PROBLEM TO SOLVE:
Everything from the line containing "Target: paddle" through the last line of the records below should be printed exactly, please, and nothing else.
Start of Block
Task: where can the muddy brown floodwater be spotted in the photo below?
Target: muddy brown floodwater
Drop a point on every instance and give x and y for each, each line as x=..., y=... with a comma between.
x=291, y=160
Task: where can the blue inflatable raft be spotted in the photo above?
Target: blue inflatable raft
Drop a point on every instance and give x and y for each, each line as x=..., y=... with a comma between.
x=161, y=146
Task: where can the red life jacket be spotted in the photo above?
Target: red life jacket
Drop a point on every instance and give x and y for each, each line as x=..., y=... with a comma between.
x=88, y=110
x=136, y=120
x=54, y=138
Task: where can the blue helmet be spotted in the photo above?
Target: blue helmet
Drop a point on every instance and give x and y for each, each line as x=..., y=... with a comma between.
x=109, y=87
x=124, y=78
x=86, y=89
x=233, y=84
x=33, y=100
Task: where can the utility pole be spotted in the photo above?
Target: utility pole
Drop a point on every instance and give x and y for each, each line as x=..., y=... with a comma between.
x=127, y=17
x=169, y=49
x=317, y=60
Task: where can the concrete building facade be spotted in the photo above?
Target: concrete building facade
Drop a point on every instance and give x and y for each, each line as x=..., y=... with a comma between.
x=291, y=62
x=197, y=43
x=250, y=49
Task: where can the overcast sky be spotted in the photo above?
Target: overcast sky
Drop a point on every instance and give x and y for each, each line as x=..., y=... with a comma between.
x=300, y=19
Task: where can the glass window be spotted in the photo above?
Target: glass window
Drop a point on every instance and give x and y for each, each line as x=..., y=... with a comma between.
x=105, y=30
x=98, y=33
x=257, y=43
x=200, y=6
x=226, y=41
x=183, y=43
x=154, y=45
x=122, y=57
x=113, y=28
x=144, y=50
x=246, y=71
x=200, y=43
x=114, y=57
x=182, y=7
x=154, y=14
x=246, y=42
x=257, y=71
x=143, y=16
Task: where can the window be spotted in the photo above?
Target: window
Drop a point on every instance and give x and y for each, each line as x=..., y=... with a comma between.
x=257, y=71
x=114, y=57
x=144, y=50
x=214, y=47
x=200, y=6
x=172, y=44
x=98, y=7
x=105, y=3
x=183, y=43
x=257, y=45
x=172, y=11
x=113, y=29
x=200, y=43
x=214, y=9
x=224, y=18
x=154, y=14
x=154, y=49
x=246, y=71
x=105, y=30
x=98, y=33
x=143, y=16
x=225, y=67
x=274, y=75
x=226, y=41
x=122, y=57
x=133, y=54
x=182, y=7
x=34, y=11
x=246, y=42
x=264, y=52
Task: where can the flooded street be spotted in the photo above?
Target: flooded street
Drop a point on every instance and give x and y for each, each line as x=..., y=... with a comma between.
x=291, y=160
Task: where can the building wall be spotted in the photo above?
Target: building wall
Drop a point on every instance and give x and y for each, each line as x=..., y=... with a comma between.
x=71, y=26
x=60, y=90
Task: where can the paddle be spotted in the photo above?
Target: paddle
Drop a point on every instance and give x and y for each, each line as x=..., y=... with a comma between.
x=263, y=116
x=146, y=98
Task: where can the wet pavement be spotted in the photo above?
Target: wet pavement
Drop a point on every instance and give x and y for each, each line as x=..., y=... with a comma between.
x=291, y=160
End of Block
REPLY:
Target: paddle
Drop a point on every instance and give x and y for each, each line as x=..., y=... with a comma between.
x=263, y=116
x=146, y=98
Task: where can the wet pavement be spotted in the photo above?
Target: wet pavement
Drop a point on every instance and give x and y for each, each line as x=..., y=... with a comma between.
x=291, y=160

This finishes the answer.